— START OF Text excerpt —

#!/usr/bin/perl -w

##############################################################################
#
# Print billing management system - stats analysis tool, version 4.2.0
#
# Copyright (C) 2002, 2003 Daniel Franklin
#
# This program is distributed under the terms of the GNU General Public
# License Version 2.
#
# This script should be called from a cron-job running as lpd user. Various
# PNG files are written out, plus textual stats information is dumped to
# stdout.
#
##############################################################################

use strict;
use Printbill::printbill_pcfg;
use Getopt::Long;
use Locale::gettext;
use POSIX;
use Printbill::PTDB_File;

setlocale (LC_MESSAGES, "");
textdomain ("printbill");

# This script should be called from a cron-job running as lpd user. Two
# PNG files are written out.

— END OF Text excerpt —
— START OF Data —

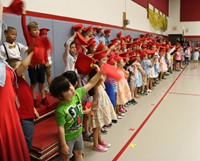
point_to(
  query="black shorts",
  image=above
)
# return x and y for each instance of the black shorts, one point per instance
(37, 74)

— END OF Data —

→ Aim of the exercise
Please explain, in one to three sentences, how the comment at the top of the Perl script says it should be run and what it produces.

→ Written answer
The script should be called from a cron job running as the lpd user. It writes out various PNG files and dumps textual stats information to stdout.